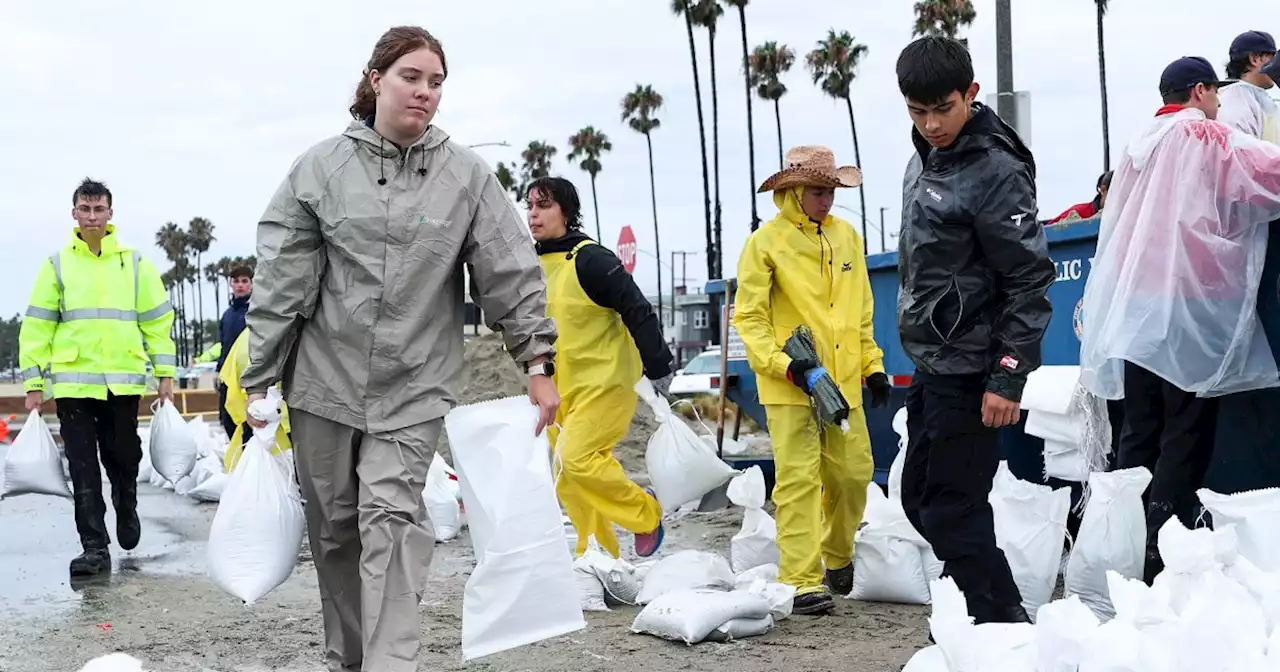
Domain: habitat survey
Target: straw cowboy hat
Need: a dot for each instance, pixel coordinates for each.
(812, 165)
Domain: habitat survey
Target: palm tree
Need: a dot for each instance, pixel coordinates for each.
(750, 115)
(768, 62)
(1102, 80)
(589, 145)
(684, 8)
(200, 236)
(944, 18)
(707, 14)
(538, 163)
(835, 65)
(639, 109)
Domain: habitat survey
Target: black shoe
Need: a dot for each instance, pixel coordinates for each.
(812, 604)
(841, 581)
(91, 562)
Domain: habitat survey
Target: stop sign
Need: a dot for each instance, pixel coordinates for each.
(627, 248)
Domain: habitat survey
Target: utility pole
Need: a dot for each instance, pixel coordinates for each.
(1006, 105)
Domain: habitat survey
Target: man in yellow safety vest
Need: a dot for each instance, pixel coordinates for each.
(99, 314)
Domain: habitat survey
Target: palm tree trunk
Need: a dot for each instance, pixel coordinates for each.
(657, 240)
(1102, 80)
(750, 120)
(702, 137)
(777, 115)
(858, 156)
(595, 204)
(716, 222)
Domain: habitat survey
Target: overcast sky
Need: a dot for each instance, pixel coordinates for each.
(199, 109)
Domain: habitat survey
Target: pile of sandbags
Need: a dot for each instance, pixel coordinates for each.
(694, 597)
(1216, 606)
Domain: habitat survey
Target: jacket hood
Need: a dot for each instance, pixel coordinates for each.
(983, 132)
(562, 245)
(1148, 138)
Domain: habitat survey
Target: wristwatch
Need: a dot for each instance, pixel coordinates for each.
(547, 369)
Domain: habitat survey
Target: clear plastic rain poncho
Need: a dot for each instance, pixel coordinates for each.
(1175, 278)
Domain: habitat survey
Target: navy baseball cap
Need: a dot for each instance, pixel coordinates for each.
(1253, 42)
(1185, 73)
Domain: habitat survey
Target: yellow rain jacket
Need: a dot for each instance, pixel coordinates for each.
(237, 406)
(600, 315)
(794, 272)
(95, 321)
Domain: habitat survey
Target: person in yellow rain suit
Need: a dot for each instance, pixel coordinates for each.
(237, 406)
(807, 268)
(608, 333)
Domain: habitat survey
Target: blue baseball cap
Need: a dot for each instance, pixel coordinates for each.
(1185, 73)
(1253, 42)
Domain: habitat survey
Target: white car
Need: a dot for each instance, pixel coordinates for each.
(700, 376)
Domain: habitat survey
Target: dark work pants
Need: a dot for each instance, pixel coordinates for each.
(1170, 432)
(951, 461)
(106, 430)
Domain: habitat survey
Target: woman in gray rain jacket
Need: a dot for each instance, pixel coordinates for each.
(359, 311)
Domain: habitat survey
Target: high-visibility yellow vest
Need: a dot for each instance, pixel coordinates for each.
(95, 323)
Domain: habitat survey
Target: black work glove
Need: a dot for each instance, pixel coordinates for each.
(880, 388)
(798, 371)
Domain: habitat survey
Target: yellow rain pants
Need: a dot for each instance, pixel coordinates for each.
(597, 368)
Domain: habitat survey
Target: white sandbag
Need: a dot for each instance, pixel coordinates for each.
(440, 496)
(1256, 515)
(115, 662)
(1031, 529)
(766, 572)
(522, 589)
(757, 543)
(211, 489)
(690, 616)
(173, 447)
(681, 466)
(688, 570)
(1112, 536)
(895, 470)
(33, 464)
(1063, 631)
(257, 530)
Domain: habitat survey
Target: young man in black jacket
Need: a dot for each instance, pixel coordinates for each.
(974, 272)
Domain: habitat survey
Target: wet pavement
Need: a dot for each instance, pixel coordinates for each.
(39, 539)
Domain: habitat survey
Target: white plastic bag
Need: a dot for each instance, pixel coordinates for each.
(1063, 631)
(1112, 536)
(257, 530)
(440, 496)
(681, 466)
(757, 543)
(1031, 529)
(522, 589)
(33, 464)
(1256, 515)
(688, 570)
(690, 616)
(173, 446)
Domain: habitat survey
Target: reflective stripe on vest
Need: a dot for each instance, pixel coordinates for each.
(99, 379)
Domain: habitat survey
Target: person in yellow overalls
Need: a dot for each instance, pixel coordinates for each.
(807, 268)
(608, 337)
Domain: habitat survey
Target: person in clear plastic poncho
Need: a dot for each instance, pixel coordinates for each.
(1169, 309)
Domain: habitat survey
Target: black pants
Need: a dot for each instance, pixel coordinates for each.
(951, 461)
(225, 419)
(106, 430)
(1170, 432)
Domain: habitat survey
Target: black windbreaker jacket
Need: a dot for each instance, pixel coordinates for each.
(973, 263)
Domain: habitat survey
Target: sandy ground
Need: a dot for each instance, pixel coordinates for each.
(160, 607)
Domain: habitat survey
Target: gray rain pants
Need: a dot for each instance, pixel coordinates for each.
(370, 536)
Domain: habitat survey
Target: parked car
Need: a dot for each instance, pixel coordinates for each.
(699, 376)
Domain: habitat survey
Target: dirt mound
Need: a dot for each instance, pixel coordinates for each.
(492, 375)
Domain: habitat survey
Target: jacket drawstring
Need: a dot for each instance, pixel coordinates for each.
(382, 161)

——————————

Exercise goal >>
Print every entry above again without changing a word, and omit the pictures.

Reply to the task >>
Domain: habitat survey
Target: straw cowboy hat
Need: a dot for each instance, pixel coordinates for each.
(812, 165)
Domain: habitat survey
Target: palm tree
Need: a dot for each instance, pixel coordinates for each.
(750, 115)
(768, 62)
(1102, 80)
(589, 145)
(684, 8)
(200, 236)
(944, 18)
(707, 14)
(538, 163)
(835, 65)
(639, 109)
Domain: habitat survey
Target: black shoe
Need: a dot for each instance, pixel coordinates for each.
(812, 604)
(841, 581)
(91, 562)
Domain: habitat survey
Target: stop sign
Need: a dot for each instance, pixel coordinates for each.
(627, 248)
Domain: habitat survey
Target: utility pole
Need: a dot for each instance, pixel coordinates for each.
(1006, 105)
Domain: habitat survey
Target: man in yellow safety vest
Need: a dot for each instance, pixel coordinates for each.
(99, 314)
Domain: habitat survey
Target: palm tree trunk
Need: a dot for each instance, pixel coordinates for each.
(657, 240)
(1102, 80)
(750, 120)
(702, 137)
(777, 115)
(858, 156)
(595, 204)
(716, 222)
Domain: habitat survey
Target: overcast sky
Need: a dot for each instance, pixel coordinates for each.
(199, 109)
Domain: habitat survey
Target: pile of sandbags
Need: a dot for each instance, pixel coordinates for each.
(694, 597)
(1216, 606)
Domain: habitat survey
Target: jacket hood
Need: a dot for each instance, pixel coordinates for each.
(983, 132)
(562, 245)
(1148, 138)
Domain: habitat survey
Target: wristwatch
Need: a dot for each instance, pixel coordinates for each.
(547, 369)
Domain: habitat survey
Target: clear plastic rain poncho
Need: a dot for each instance, pixel coordinates for each.
(1175, 278)
Domain: habitat survey
Target: navy baseball cap
Need: a dot for each instance, pixel coordinates for each.
(1253, 42)
(1185, 73)
Domain: habitat survey
Target: yellow rain jacket
Need: a dot for each instance, pixel coordinates for each.
(237, 406)
(600, 315)
(794, 272)
(95, 321)
Domain: habitat survey
Target: person in yellow rain suit
Need: a dot for each instance, pixel coordinates for each.
(237, 406)
(807, 268)
(608, 333)
Domain: habitat survey
Target: blue baseball cap
Need: a dot for each instance, pixel coordinates for each.
(1185, 73)
(1253, 42)
Domain: habitat survey
Target: white car
Need: a dot for each instance, pixel coordinates for each.
(700, 376)
Domain: habitat survey
Target: dark work pants
Need: a dot for each instance, pixel coordinates for each.
(1170, 432)
(951, 461)
(106, 430)
Domain: habitat survey
Target: woman in gray rain jacket
Need: a dot for each instance, pixel coordinates for each.
(359, 311)
Domain: habitat survey
Target: high-visibility yellow vest
Need: a dot for each instance, pixel coordinates for each.
(95, 323)
Domain: habitat survey
Target: black work glove
Need: a dot for each instance, pixel coordinates for each.
(880, 388)
(798, 371)
Domain: habitat survey
Target: yellow rain pants
Need: a dot for each instance, pixel coordinates for each.
(597, 368)
Domain: habitat survey
Target: white sandbag
Need: a dot for each instance, pixel coordinates for each.
(440, 496)
(1256, 515)
(115, 662)
(1031, 529)
(766, 572)
(522, 589)
(757, 543)
(211, 489)
(690, 616)
(173, 447)
(681, 466)
(688, 570)
(1112, 536)
(895, 470)
(33, 464)
(1063, 631)
(257, 530)
Domain: habitat survey
Target: young man in black jacket
Need: a dot for each instance, pixel coordinates for each.
(974, 272)
Domain: habitat survey
Target: wet pavement
Need: a dot for each instance, pixel coordinates for each.
(39, 539)
Domain: habitat survey
Target: white plastic bag
Need: a dot for each instance, pixel coordinates for each.
(1063, 631)
(1112, 536)
(257, 530)
(440, 496)
(681, 466)
(757, 543)
(1031, 529)
(522, 589)
(33, 464)
(1256, 515)
(688, 570)
(690, 616)
(173, 446)
Domain: habitat survey
Target: reflective stripe on vest
Need: a dot for each instance, pixel coordinates for each.
(99, 379)
Domain: habitat survey
Target: person in yellow overalls
Need: a dot for each instance, pixel coordinates for each.
(807, 268)
(608, 337)
Domain: habitat survey
Target: person in clear plastic poncho
Need: a dot for each instance, pixel coordinates for each.
(1169, 309)
Domain: habitat survey
Target: black pants
Need: a dot for each instance, pixel coordinates for each.
(951, 461)
(225, 419)
(106, 430)
(1170, 432)
Domain: habitat survey
Target: black windbreaker jacket
Need: a dot for each instance, pixel coordinates for each.
(973, 263)
Domain: habitat survey
Target: sandy ground
Need: a dot for each instance, pixel coordinates for each.
(160, 607)
Domain: habitat survey
Target: gray rain pants
Need: a dot for each instance, pixel coordinates for each.
(370, 536)
Domain: habitat survey
Target: parked car
Need: a dot for each instance, pixel coordinates for each.
(699, 376)
Domain: habitat survey
Target: dirt mound
Need: a dot for each instance, pixel coordinates for each.
(492, 375)
Domain: habitat survey
Target: jacket drawstring
Need: a dot for each instance, pixel coordinates for each.
(382, 161)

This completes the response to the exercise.